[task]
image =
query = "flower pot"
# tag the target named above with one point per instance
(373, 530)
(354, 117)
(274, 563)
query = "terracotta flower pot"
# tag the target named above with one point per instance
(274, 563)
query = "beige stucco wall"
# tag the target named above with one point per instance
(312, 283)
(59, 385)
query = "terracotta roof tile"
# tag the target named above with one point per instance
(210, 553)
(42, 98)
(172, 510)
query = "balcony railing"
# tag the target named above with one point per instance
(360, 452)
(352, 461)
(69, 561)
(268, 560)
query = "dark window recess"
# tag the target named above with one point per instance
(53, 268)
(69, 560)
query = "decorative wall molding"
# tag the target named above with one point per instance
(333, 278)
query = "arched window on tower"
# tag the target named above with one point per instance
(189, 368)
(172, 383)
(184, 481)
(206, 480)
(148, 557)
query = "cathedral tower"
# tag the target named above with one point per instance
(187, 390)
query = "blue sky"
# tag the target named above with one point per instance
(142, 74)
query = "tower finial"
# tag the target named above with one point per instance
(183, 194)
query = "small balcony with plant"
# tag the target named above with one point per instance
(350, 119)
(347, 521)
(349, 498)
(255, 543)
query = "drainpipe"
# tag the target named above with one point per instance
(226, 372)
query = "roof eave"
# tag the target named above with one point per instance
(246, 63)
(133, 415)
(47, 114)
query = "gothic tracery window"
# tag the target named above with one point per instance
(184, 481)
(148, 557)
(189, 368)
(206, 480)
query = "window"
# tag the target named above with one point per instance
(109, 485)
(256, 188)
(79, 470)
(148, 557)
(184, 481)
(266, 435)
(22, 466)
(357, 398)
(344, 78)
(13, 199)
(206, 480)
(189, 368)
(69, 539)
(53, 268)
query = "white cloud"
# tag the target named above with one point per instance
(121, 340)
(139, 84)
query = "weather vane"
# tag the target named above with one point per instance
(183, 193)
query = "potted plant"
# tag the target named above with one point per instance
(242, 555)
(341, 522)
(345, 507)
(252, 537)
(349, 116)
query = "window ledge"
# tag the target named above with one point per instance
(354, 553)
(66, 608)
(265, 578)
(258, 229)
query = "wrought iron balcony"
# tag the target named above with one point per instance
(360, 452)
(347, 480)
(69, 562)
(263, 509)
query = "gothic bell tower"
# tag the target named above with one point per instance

* [What is required] From the items above, pick out every line that contains the string "window" and copy each one in full.

* [The answer]
query = "dark window recess"
query = "arched window on tower"
query = "gothic tracery window"
query = "window"
query = "window ledge"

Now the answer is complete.